[Given data]:
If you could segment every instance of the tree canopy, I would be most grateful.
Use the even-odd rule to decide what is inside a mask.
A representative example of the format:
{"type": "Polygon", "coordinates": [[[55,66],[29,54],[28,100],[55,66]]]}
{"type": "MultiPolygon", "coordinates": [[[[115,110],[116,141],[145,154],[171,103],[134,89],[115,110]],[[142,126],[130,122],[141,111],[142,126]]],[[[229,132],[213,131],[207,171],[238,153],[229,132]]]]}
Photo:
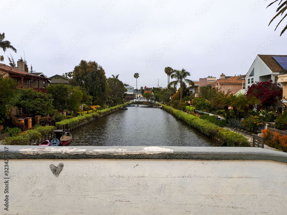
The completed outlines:
{"type": "Polygon", "coordinates": [[[261,102],[259,108],[268,108],[274,106],[278,100],[283,96],[283,90],[279,84],[269,81],[256,82],[248,88],[247,95],[251,94],[259,99],[261,102]]]}
{"type": "Polygon", "coordinates": [[[120,103],[124,96],[125,92],[127,90],[124,83],[118,79],[119,75],[115,76],[112,75],[112,77],[109,78],[107,80],[109,96],[114,103],[120,103]]]}
{"type": "Polygon", "coordinates": [[[175,87],[177,85],[179,84],[181,88],[181,101],[182,100],[183,85],[185,86],[186,83],[190,84],[193,86],[194,85],[193,81],[186,78],[188,76],[190,76],[190,73],[187,71],[184,68],[181,70],[174,70],[174,73],[170,75],[170,77],[172,79],[175,79],[176,80],[170,83],[168,86],[171,85],[175,87]]]}
{"type": "MultiPolygon", "coordinates": [[[[83,103],[83,93],[79,87],[73,87],[64,84],[53,84],[47,88],[47,92],[51,94],[53,99],[53,105],[58,109],[61,107],[63,109],[71,109],[76,110],[83,103]]],[[[86,97],[90,97],[86,93],[86,97]]],[[[85,97],[86,99],[86,97],[85,97]]],[[[90,101],[91,98],[88,98],[90,101]]]]}
{"type": "Polygon", "coordinates": [[[36,92],[31,88],[17,89],[19,97],[16,105],[22,108],[24,114],[44,116],[54,110],[51,95],[36,92]]]}
{"type": "MultiPolygon", "coordinates": [[[[11,45],[11,43],[7,40],[5,40],[5,33],[0,33],[0,48],[2,49],[5,52],[7,49],[12,49],[15,52],[17,52],[17,50],[13,46],[11,45]]],[[[0,55],[0,61],[4,61],[4,57],[3,55],[0,55]]]]}
{"type": "Polygon", "coordinates": [[[16,103],[17,83],[4,74],[0,74],[0,124],[7,119],[9,109],[16,103]]]}
{"type": "Polygon", "coordinates": [[[71,84],[85,89],[93,96],[93,101],[104,103],[106,98],[107,85],[105,71],[95,61],[82,60],[75,67],[71,84]]]}

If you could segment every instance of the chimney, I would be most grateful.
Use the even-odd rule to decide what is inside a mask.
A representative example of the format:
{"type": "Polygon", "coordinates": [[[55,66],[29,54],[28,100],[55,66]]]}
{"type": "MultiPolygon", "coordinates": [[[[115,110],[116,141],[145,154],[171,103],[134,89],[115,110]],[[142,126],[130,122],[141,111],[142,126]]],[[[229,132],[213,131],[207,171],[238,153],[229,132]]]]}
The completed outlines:
{"type": "Polygon", "coordinates": [[[220,79],[225,79],[225,75],[223,75],[223,73],[222,73],[220,75],[220,79]]]}
{"type": "Polygon", "coordinates": [[[17,69],[20,70],[24,71],[25,63],[22,59],[20,59],[17,61],[17,69]]]}

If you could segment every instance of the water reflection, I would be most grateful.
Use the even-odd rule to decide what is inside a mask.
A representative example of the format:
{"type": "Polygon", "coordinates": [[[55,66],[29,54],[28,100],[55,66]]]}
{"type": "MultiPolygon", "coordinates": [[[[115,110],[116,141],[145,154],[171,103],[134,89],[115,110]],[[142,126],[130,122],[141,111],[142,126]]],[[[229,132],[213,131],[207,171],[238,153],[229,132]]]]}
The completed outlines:
{"type": "Polygon", "coordinates": [[[71,133],[72,146],[216,145],[164,111],[142,105],[118,111],[71,133]]]}

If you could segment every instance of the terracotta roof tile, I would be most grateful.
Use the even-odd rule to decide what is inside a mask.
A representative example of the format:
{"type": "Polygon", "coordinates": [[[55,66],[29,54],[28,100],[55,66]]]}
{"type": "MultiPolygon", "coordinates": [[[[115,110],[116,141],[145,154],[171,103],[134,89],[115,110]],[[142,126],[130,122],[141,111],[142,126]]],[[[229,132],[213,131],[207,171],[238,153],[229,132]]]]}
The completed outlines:
{"type": "Polygon", "coordinates": [[[234,76],[227,79],[218,79],[216,81],[220,84],[242,84],[243,81],[243,83],[245,83],[245,79],[241,76],[234,76]]]}
{"type": "Polygon", "coordinates": [[[272,57],[273,56],[287,57],[287,55],[258,54],[258,56],[273,72],[279,73],[284,70],[284,69],[272,57]]]}
{"type": "MultiPolygon", "coordinates": [[[[25,72],[24,71],[20,70],[20,69],[16,69],[16,68],[14,68],[13,67],[7,66],[7,65],[2,63],[0,63],[0,70],[3,71],[4,71],[9,73],[12,73],[14,74],[16,74],[16,75],[24,75],[26,76],[30,76],[31,77],[37,77],[38,78],[39,78],[39,77],[41,77],[42,78],[44,78],[44,77],[41,77],[40,76],[38,76],[38,75],[31,74],[31,73],[29,73],[27,72],[25,72]]],[[[50,79],[49,79],[49,78],[45,78],[45,79],[46,78],[48,80],[51,80],[50,79]]]]}

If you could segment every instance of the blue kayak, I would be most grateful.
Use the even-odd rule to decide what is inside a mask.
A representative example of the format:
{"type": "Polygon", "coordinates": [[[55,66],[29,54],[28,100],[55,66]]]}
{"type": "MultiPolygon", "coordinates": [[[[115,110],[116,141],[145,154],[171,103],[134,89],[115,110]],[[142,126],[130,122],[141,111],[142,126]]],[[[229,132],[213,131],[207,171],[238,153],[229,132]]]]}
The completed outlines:
{"type": "Polygon", "coordinates": [[[57,138],[54,138],[50,142],[50,145],[52,146],[58,146],[60,145],[60,140],[57,138]]]}

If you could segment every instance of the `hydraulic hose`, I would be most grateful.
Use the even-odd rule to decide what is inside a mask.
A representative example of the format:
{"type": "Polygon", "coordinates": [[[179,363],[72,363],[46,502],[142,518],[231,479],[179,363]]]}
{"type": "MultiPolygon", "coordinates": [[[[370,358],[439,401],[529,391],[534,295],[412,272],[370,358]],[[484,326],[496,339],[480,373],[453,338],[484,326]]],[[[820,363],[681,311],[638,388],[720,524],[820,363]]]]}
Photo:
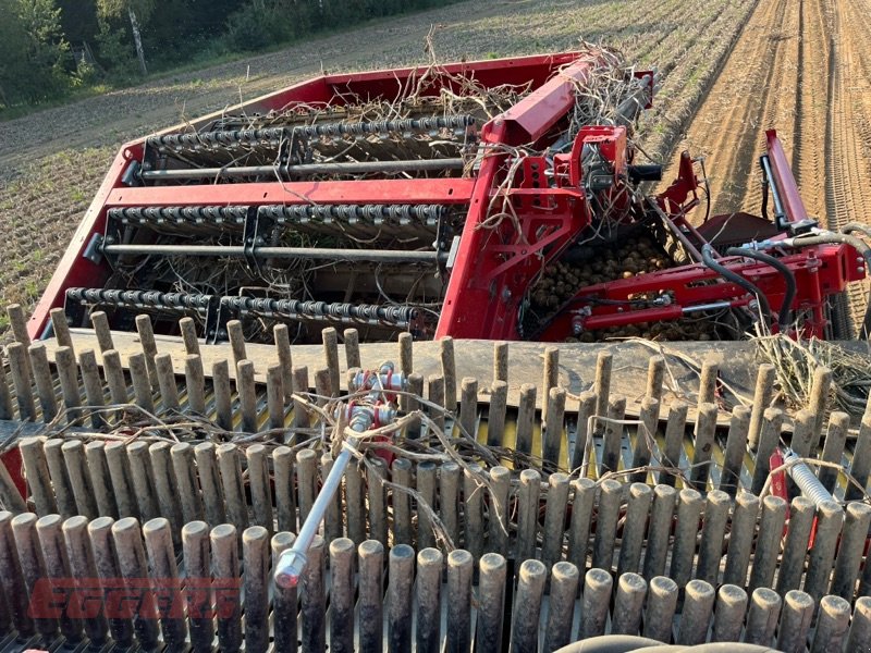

[Problem details]: Could you reproduce all of the entries above word for word, leaving out the pictures?

[Complete response]:
If you could segment every instance of the tree canopy, I would be most grateful.
Use the even-odd rule to decide what is inside a mask.
A representative example of the format:
{"type": "Polygon", "coordinates": [[[55,66],[29,54],[28,100],[55,66]]]}
{"type": "MultiPolygon", "coordinates": [[[[115,110],[116,141],[145,154],[171,103],[134,89],[115,110]],[[142,126],[130,122],[141,111],[142,126]]],[[[229,132],[213,131],[207,171],[238,153],[229,132]]]]}
Photo:
The completed outlines:
{"type": "Polygon", "coordinates": [[[261,102],[259,108],[268,108],[274,106],[278,100],[283,96],[283,90],[279,84],[269,81],[256,82],[248,88],[247,95],[251,94],[259,99],[261,102]]]}
{"type": "Polygon", "coordinates": [[[120,103],[124,96],[125,92],[127,90],[124,83],[118,79],[119,75],[115,76],[112,75],[112,77],[109,78],[107,80],[109,96],[114,103],[120,103]]]}
{"type": "Polygon", "coordinates": [[[175,87],[177,85],[179,84],[181,88],[181,101],[182,100],[183,85],[185,86],[186,83],[190,84],[193,86],[194,85],[193,81],[186,78],[188,76],[190,76],[190,73],[187,71],[184,68],[181,70],[174,70],[174,73],[170,75],[170,77],[172,79],[175,79],[176,80],[170,83],[168,86],[171,85],[175,87]]]}
{"type": "MultiPolygon", "coordinates": [[[[83,103],[83,93],[79,87],[73,87],[64,84],[53,84],[47,88],[47,92],[51,94],[53,99],[53,105],[58,109],[61,107],[63,109],[71,109],[76,110],[83,103]]],[[[86,97],[90,97],[86,93],[86,97]]],[[[85,97],[86,99],[86,97],[85,97]]],[[[90,101],[91,98],[88,98],[90,101]]]]}
{"type": "Polygon", "coordinates": [[[36,92],[31,88],[17,89],[19,97],[16,105],[22,108],[24,114],[44,116],[54,110],[51,95],[36,92]]]}
{"type": "MultiPolygon", "coordinates": [[[[11,45],[11,43],[7,40],[5,40],[5,33],[0,33],[0,48],[2,49],[5,52],[7,49],[12,49],[15,52],[17,52],[17,50],[13,46],[11,45]]],[[[0,55],[0,61],[4,61],[4,57],[3,55],[0,55]]]]}
{"type": "Polygon", "coordinates": [[[16,103],[17,83],[4,74],[0,74],[0,124],[7,119],[9,109],[16,103]]]}
{"type": "Polygon", "coordinates": [[[71,84],[85,89],[93,96],[93,101],[104,103],[106,98],[107,85],[105,71],[95,61],[82,60],[75,67],[71,84]]]}

If you could segment every instance of the chimney, I would be most grateful.
Use the even-odd rule to decide what is inside a mask.
A representative example of the format:
{"type": "Polygon", "coordinates": [[[55,66],[29,54],[28,100],[55,66]]]}
{"type": "MultiPolygon", "coordinates": [[[[115,110],[116,141],[145,154],[171,103],[134,89],[115,110]],[[142,126],[130,122],[141,111],[142,126]]],[[[229,132],[213,131],[207,171],[238,153],[229,132]]]]}
The completed outlines:
{"type": "Polygon", "coordinates": [[[220,79],[225,79],[225,75],[223,75],[223,73],[222,73],[220,75],[220,79]]]}
{"type": "Polygon", "coordinates": [[[17,69],[20,70],[24,71],[25,63],[22,59],[20,59],[17,61],[17,69]]]}

If you could segment every instance of the water reflection, I would be most grateful.
Use the even-odd rule to decide what is inside a mask.
A representative example of the format:
{"type": "Polygon", "coordinates": [[[55,66],[29,54],[28,100],[55,66]]]}
{"type": "MultiPolygon", "coordinates": [[[[115,110],[116,141],[145,154],[171,103],[134,89],[115,110]],[[142,126],[130,122],[141,111],[142,126]]],[[[229,132],[213,131],[207,171],[238,153],[229,132]]]]}
The completed outlines:
{"type": "Polygon", "coordinates": [[[71,133],[72,146],[216,145],[164,111],[142,105],[118,111],[71,133]]]}

If you could segment every instance of the terracotta roof tile, I would be most grateful.
Use the even-odd rule to decide what is inside a mask.
A representative example of the format:
{"type": "Polygon", "coordinates": [[[55,66],[29,54],[28,100],[55,66]]]}
{"type": "MultiPolygon", "coordinates": [[[[115,110],[116,141],[145,154],[171,103],[134,89],[115,110]],[[142,126],[130,122],[141,111],[142,126]]],[[[229,132],[213,131],[207,171],[238,153],[229,132]]]]}
The completed outlines:
{"type": "Polygon", "coordinates": [[[234,76],[227,79],[218,79],[216,81],[220,84],[242,84],[243,81],[243,83],[245,83],[245,79],[241,76],[234,76]]]}
{"type": "Polygon", "coordinates": [[[272,57],[273,56],[287,57],[287,55],[258,54],[258,56],[273,72],[279,73],[284,70],[284,69],[272,57]]]}
{"type": "MultiPolygon", "coordinates": [[[[25,72],[24,71],[20,70],[20,69],[16,69],[16,68],[14,68],[13,67],[7,66],[7,65],[2,63],[0,63],[0,70],[3,71],[4,71],[9,73],[12,73],[14,74],[16,74],[16,75],[24,75],[26,76],[30,76],[31,77],[37,77],[38,78],[39,78],[39,77],[41,77],[42,78],[44,78],[44,77],[41,77],[40,76],[38,76],[38,75],[31,74],[31,73],[29,73],[27,72],[25,72]]],[[[50,79],[49,79],[49,78],[45,78],[45,79],[46,78],[48,80],[51,80],[50,79]]]]}

If you could segment every instance of the blue kayak, I would be most grateful.
Use the even-odd rule to decide what is inside a mask.
A representative example of the format:
{"type": "Polygon", "coordinates": [[[55,66],[29,54],[28,100],[55,66]]]}
{"type": "MultiPolygon", "coordinates": [[[[115,110],[116,141],[145,154],[171,103],[134,89],[115,110]],[[142,126],[130,122],[141,111],[142,126]]],[[[229,132],[213,131],[207,171],[238,153],[229,132]]]]}
The completed outlines:
{"type": "Polygon", "coordinates": [[[57,138],[54,138],[50,142],[50,145],[52,146],[58,146],[60,145],[60,140],[57,138]]]}

If you could segment every instance of the `hydraulic hose`, I would be most grateful.
Use the even-odd rule to decide what is inside a mask.
A representative example of the format:
{"type": "Polygon", "coordinates": [[[179,363],[72,363],[46,502],[142,518],[231,479],[179,363]]]}
{"type": "MultiPolygon", "coordinates": [[[[370,358],[439,401],[529,391],[534,295],[412,272],[370,358]],[[484,326],[496,339],[480,373],[453,338],[484,326]]],[[[820,363],[681,311],[638,388],[720,524],[820,363]]]]}
Photo:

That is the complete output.